Teks yang Diberikan:
★ ★ ★ ★

Menuju konten utama

Di Mana Hak Konsumen dalam Polemik Perizinan Meikarta?

Proyek Meikarta di Cikarang, Bekasi, menuai kontroversi bagi Lippo Group terkait masalah perizinan yang belum ada.

Di Mana Hak Konsumen dalam Polemik Perizinan Meikarta?
Suasana antrean konsumen saat mendaftar pemesanan perdana Apartemen Kota Baru Meikarta saat peluncuran perdana Kota Baru Meikarta, di kawasan Lippo Cikarang, Kabupaten Bekasi, Jawa Barat, Sabtu (13/5). ANTARA FOTO/Risky Andrianto

tirto.id - Persoalan perizinan mega proyek properti Lippo Group, Kota Baru Meikarta di Cikarang, Kabupaten Bekasi, menjadi bola liar. Wakil Gubernur Jawa Barat Deddy Mizwar menyentil Lippo secara gamblang.

Setidaknya ada dua hal yang dianggap Deddy Mizwar dilanggar oleh Lippo. Pertama, Lippo belum mengantongi izin yang harus dipenuhi untuk membangun sebuah kawasan. Kedua, Lippo secara terang-terangan memasarkan ribuan hunian apartemen di tengah segala perizinan belum mereka kantongi.

"‎Konsep metropolitas harus rekomendasi sesuai dengan Perda. Saya sudah cek ke Kabupaten Bekasi, mereka belum memberikan rekomendasi dan pada kami pun rekomendasi belum diajukan. Dalam Rencana Detail Tata Ruang Kabupaten Bekasi pun belum beres pembahasannya. Ini (izin) dari mana? Maka hentikan dulu sebelum ini jadi pidana karena penipuan, menjual barang ilegal," kata Deddy dikutip dari Pikiran Rakyat.

Pasal 10 e dan f dalam Perda Nomor 12/2014 tentang Pengelolaan Pembangunan dan Pengembangan Metropolitan dan Pusat Pertumbuhan di Jawa Barat, secara jelas mengatur bahwa wilayah Bekasi, yang di dalamnya ada proyek Meikarta, termasuk salah satu pengembangan kawasan metropolitan di Jawa Barat dengan sebutan Bodebekkarpur.

Segala perizinan untuk pengelolaan di wilayah ini menjadi kewenangan kabupaten atau kota. Namun, dalam aturan itu juga disebutkan, untuk bidang yang dianggap strategis dan skalanya lintas daerah, izinnya harus mendapat rekomendasi provinsi atau gubernur.

Tanggapan Pihak Lippo

Menanggapi ini, Direktur Komunikasi Lippo Group Danang Kemayan Jati berkata "heran" dengan pernyataan Deddy Mizwar.

★ ★ ★ ★

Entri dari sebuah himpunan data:
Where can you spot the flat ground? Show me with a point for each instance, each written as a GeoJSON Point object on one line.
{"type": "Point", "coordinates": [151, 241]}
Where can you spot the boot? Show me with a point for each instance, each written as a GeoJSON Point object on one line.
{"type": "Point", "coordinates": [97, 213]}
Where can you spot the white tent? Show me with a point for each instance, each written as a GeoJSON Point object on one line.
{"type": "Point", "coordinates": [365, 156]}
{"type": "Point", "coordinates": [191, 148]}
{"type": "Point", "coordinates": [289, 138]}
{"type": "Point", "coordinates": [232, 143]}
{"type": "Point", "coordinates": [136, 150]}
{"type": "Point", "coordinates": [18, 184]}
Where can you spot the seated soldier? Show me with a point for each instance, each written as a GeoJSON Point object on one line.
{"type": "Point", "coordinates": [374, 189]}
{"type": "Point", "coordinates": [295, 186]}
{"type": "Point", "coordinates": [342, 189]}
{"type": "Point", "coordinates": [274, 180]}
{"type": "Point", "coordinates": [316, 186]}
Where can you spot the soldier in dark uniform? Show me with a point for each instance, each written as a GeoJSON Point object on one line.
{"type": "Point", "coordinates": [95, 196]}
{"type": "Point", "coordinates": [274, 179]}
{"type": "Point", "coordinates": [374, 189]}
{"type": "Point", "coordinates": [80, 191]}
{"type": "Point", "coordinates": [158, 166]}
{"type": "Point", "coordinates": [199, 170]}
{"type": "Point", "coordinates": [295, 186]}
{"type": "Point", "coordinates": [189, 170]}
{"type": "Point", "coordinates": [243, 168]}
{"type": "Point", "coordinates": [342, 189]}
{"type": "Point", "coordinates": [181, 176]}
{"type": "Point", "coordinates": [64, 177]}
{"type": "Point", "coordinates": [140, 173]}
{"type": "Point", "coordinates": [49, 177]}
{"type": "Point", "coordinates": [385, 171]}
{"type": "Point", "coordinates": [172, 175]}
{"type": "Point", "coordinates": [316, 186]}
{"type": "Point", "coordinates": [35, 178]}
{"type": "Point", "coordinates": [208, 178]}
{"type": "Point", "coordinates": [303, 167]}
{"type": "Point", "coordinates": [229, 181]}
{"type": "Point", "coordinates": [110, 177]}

★ ★ ★ ★

Petunjuk Pengerjaan: Ketik ulang bagian artikel tentang perizinan Meikarta di atas, dari "Menuju konten utama" sampai "Lippo secara gamblang.", tanpa mengubah kata maupun tanda bacanya.

Hasil Latihan:
Menuju konten utama

Di Mana Hak Konsumen dalam Polemik Perizinan Meikarta?

Proyek Meikarta di Cikarang, Bekasi, menuai kontroversi bagi Lippo Group terkait masalah perizinan yang belum ada.

Di Mana Hak Konsumen dalam Polemik Perizinan Meikarta?
Suasana antrean konsumen saat mendaftar pemesanan perdana Apartemen Kota Baru Meikarta saat peluncuran perdana Kota Baru Meikarta, di kawasan Lippo Cikarang, Kabupaten Bekasi, Jawa Barat, Sabtu (13/5). ANTARA FOTO/Risky Andrianto

tirto.id - Persoalan perizinan mega proyek properti Lippo Group, Kota Baru Meikarta di Cikarang, Kabupaten Bekasi, menjadi bola liar. Wakil Gubernur Jawa Barat Deddy Mizwar menyentil Lippo secara gamblang.